= Beginning of Section =
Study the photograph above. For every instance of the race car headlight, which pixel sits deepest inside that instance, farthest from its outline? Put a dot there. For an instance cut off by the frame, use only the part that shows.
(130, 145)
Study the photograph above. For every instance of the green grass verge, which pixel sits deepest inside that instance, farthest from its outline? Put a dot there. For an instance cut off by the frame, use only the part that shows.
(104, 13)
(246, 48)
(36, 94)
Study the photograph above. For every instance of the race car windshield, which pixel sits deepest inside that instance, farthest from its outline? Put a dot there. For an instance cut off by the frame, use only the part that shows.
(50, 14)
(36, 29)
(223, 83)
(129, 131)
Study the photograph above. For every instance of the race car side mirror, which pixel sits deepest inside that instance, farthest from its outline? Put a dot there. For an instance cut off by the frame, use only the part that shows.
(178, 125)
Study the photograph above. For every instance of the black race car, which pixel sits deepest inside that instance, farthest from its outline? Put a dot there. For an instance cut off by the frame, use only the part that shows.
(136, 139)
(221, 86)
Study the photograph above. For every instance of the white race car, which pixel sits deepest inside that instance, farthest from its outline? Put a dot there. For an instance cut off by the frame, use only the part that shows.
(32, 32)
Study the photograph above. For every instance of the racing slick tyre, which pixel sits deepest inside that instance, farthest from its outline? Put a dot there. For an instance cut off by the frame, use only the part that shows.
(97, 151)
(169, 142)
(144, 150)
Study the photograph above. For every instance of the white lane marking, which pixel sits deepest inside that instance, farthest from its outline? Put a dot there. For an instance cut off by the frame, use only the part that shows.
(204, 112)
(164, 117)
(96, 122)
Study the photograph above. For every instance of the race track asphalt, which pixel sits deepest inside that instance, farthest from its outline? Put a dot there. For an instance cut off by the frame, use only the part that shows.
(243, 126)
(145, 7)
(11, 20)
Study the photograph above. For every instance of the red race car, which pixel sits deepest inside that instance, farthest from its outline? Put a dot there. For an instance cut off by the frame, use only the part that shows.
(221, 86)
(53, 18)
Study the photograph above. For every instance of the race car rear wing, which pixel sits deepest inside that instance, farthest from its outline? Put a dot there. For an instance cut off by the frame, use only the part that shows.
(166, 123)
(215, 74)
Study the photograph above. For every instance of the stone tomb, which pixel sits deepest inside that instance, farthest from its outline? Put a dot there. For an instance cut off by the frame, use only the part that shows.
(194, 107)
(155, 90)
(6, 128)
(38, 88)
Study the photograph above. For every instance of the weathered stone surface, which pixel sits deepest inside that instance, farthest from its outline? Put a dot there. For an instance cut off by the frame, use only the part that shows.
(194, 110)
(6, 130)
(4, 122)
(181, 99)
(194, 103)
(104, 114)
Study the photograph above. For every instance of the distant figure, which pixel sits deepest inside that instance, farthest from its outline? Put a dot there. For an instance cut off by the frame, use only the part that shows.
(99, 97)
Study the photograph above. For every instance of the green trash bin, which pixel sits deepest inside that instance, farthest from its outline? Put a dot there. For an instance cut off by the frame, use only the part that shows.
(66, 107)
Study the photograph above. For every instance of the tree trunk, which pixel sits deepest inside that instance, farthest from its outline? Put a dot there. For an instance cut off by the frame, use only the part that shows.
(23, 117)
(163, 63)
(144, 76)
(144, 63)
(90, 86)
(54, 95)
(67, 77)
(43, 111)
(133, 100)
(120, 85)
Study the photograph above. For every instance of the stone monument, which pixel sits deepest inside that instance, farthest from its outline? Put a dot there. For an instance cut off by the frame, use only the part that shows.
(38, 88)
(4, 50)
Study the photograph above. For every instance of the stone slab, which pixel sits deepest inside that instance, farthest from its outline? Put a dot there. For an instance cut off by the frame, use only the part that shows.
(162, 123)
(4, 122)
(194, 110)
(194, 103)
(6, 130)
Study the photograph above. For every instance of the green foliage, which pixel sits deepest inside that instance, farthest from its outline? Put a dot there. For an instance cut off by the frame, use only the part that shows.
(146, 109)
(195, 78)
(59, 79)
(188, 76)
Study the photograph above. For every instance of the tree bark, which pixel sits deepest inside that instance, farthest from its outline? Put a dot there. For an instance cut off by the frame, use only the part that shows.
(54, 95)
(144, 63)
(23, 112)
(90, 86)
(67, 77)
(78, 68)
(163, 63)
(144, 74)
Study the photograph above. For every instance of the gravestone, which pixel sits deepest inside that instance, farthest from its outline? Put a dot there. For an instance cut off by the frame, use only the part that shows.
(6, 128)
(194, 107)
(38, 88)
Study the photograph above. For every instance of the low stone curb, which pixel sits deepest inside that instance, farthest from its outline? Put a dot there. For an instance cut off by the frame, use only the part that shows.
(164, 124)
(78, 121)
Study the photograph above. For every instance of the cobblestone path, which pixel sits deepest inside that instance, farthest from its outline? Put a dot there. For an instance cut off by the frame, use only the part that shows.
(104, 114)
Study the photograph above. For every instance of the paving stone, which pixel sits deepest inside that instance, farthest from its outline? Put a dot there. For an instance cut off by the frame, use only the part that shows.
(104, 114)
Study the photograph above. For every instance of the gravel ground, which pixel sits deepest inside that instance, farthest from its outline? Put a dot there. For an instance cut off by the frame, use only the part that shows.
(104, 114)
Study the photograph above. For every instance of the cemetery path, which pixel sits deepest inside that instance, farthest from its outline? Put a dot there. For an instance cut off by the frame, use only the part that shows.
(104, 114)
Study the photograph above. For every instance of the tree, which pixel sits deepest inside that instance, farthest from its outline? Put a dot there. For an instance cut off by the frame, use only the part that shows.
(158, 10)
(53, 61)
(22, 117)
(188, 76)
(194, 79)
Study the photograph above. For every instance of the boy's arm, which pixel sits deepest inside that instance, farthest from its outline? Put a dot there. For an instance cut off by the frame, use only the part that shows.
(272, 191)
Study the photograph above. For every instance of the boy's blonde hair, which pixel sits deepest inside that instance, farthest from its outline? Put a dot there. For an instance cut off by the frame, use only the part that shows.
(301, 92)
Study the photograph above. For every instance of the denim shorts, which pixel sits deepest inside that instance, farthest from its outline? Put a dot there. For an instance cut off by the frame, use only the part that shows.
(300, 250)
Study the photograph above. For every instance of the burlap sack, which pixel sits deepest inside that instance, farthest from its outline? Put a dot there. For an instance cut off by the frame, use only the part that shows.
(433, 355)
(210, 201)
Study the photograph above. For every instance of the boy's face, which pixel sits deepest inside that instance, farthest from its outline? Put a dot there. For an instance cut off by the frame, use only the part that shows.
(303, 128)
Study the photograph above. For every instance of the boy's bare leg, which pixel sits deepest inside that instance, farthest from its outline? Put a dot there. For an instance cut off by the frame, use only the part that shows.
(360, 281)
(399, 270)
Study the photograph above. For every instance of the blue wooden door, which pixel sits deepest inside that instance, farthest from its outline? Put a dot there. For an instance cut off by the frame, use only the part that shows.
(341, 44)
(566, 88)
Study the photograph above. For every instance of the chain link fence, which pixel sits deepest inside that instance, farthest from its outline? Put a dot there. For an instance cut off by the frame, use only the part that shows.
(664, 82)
= End of Section =
PROBLEM: The full listing is to be printed again exactly as it stands.

SOLUTION TO THE EXERCISE:
Study the photograph above. For every instance of the race car headlight, which pixel sits deepest inside that instance, farthest from its outline? Put a dot there. For an instance cut off by the frame, use only the part that shows.
(130, 145)
Study the photograph above. For every instance of the green grass verge, which pixel sits deepest inside that instance, farthest from its outline? Put a dot there. For an instance cut off by the frame, use only the part that shows.
(104, 13)
(246, 48)
(36, 94)
Study the photograph above. For every instance of the race car windshield, which pixel sits deepest inside that instance, farthest from its outline? Put a dot there. For an instance cut off by the frame, use only the part that shows.
(50, 14)
(36, 29)
(223, 83)
(129, 131)
Study the photograph above. For every instance of the race car side mirror, which pixel sits deepest inside that instance, farthest from its outline? Put a dot there. For an instance cut off by the frame, use only the part that shows.
(178, 125)
Study the photograph above. For every instance of the black race car, which pixel sits deepest inside that instance, farthest from its outline? Put a dot there. For an instance cut off by the frame, use only the part that shows.
(136, 139)
(221, 86)
Study the photograph above. For every instance of the white race car, which pixel sits deepest inside that instance, farthest from its outline? Put a dot there. For an instance cut off by the frame, use only the part that shows.
(32, 32)
Study the photograph above. For every instance of the racing slick tyre, which pixel sits deepest inside that instance, farthest from its outline? Put a dot there. For an instance cut off by the frame, use only the part that shows.
(97, 151)
(169, 142)
(144, 150)
Study the photograph above. For every instance of the white lane marking, which pixel sits deepest inside that instance, farthest from its outline? Put a dot there. For an instance cut off by the frame, use only the part that shows.
(204, 112)
(164, 117)
(96, 122)
Study the photograph above. For every instance of the race track asphalt, which pixel sits deepest inside that instance, farthest from its outline? Put a dot there. For an instance cut off by the frame, use only the part that shows.
(243, 126)
(145, 7)
(11, 20)
Study the photograph above. For every instance of the red race car, which pixel sits deepest inside that instance, farthest from its outline? Put a dot there. For an instance cut off by the frame, use only the part that shows.
(221, 86)
(53, 18)
Study the photograph above. For every instance of the race car rear wing, which pixel sits deepest inside that instance, farthest from its outline? Put a dot there. For an instance cut off by the frame, use only the part that shows.
(166, 123)
(215, 74)
Study the photograph above. For every instance of the stone tomb, which pixel sits deepest inside that instance, farthest from its outline? Put a dot there. For an instance cut off by the frame, use only the part that shows.
(194, 107)
(155, 90)
(6, 128)
(38, 88)
Study the photograph above. For every instance of the weathered stone surface, which pixel sits deepest inside that instance, farthest from its outline? Put a dot there. For an instance cut off by the frame, use only the part that shows.
(194, 110)
(6, 130)
(4, 122)
(181, 99)
(194, 103)
(104, 114)
Study the photograph above. For every instance of the distant figure, which pixel sits deepest inside that instance, farthest from its outline? Put a dot there. For an instance cut off by the frame, use only the part that shows.
(99, 97)
Study the photograph above. For every instance of the green trash bin, which pixel sits deepest inside that instance, farthest from its outline? Put a dot there. For an instance cut off by the frame, use only the part that shows.
(66, 107)
Study the photograph above. For every instance of the tree trunk, which pixel sits deepest inside that instance, farthest from its outline? Put a dot there. For an instance cut off by the frame, use only the part that shows.
(23, 117)
(163, 63)
(144, 76)
(144, 63)
(90, 86)
(54, 95)
(67, 77)
(43, 111)
(133, 100)
(120, 85)
Study the photograph above. For every instance of the stone monument, which pixel sits deepest inside that instance, farthest from its outline? Put a dot there. For an instance cut off by the frame, use only the part that shows.
(38, 88)
(4, 50)
Study the photograph above. For every instance of the stone slab, which pixel sits deepest inside that instance, farthest from its outline? Put a dot there. For an instance cut off by the frame, use only the part that shows.
(162, 123)
(4, 122)
(194, 110)
(194, 103)
(6, 130)
Study the photograph above. For every instance of the green foliage, which pixel sits deepest inside that instance, farthest from its outline? Put a dot there. For an instance cut off by the frame, use only the part that shows.
(146, 109)
(195, 78)
(59, 79)
(188, 76)
Study the photograph above. For every instance of the tree bark, which pixel sits deepest inside that instance, farthest from its outline? Put a dot there. For an instance cut off by the frame, use only the part that shows.
(54, 95)
(144, 63)
(23, 112)
(90, 86)
(67, 77)
(78, 68)
(163, 63)
(144, 74)
Study the photograph above. For every instance of the gravestone, which pixel sits deepest inside that instance, farthest from its outline? Put a dot there. For an instance cut off by the frame, use only the part that shows.
(6, 128)
(194, 107)
(38, 88)
Study the photograph above. For every instance of the low stone curb, which pixel sits deepest inside that instance, farthest from its outline? Put a dot there. For an instance cut off by the frame, use only the part that shows.
(164, 124)
(78, 121)
Study the photograph above. For every instance of the cobblestone path, which pixel sits deepest inside that instance, farthest from its outline? Put a dot there. For an instance cut off by the frame, use only the part that shows.
(104, 114)
Study the photograph above. For every instance of the paving stone, which pixel sits deepest inside that instance, farthest from its outline? Put a dot there. For an instance cut off by the frame, use only the part that shows.
(104, 114)
Study the photograph above. For every instance of the gravel ground, which pixel sits deepest inside that instance, farthest from its outline? Put a dot there. For an instance cut off by the frame, use only the part that shows.
(104, 114)
Study the photograph above. For every instance of the cemetery path, which pixel sits deepest inside that instance, farthest from its outline? Put a dot there. For an instance cut off by the frame, use only the part that shows.
(104, 114)
Study the photograph above. For every instance of the tree, which pixel sits deepest inside that instance, farthest from its outline? Put a dot there. For an instance cut off by the frame, use only the part that shows.
(158, 10)
(53, 61)
(22, 117)
(188, 76)
(194, 79)
Study the photograph above. For every instance of the boy's arm, which pixel sits deepest inside that instance, farthest from its outline? Put a dot there. For an instance cut off by the frame, use only the part that shows.
(272, 191)
Study the photograph above. For every instance of the boy's blonde hair, which pixel sits deepest inside that instance, farthest from its outline? Put a dot there. For an instance cut off by the frame, use only the part that shows.
(301, 92)
Study the photograph above. For every instance of the denim shorts, which pixel sits deepest inside that instance, farthest from its outline? Put a dot there. For an instance cut off by the frame, use only the part that shows.
(300, 250)
Study the photograph above. For every instance of the burlap sack, which pixel sits deepest inside that instance, farthest from its outline? Put a dot there. For an instance cut off by the frame, use only the part that shows.
(433, 355)
(210, 201)
Study the photograph above. For every instance of the boy's face, which pixel sits deepest inside that instance, farthest from its outline? Put a dot there. For an instance cut off by the frame, use only the part that shows.
(303, 128)
Study the photograph above. For every instance of the boy's bare leg, which pixel sits deepest inside that instance, farthest from its outline? Put a dot there. For an instance cut off by the frame, use only the part that shows.
(360, 281)
(399, 270)
Study the photograph above. For every instance of the blue wooden door, which pixel sits deepest inside that instance, farthest from its outline? Put a dot there. For an instance cut off by the frame, use only the part that shows.
(341, 44)
(566, 88)
Study the photograph above. For every instance of the chain link fence, which pixel sits deepest inside that instance, farthest from its outline? Put a dot there. For an instance cut off by the frame, use only the part that shows.
(664, 82)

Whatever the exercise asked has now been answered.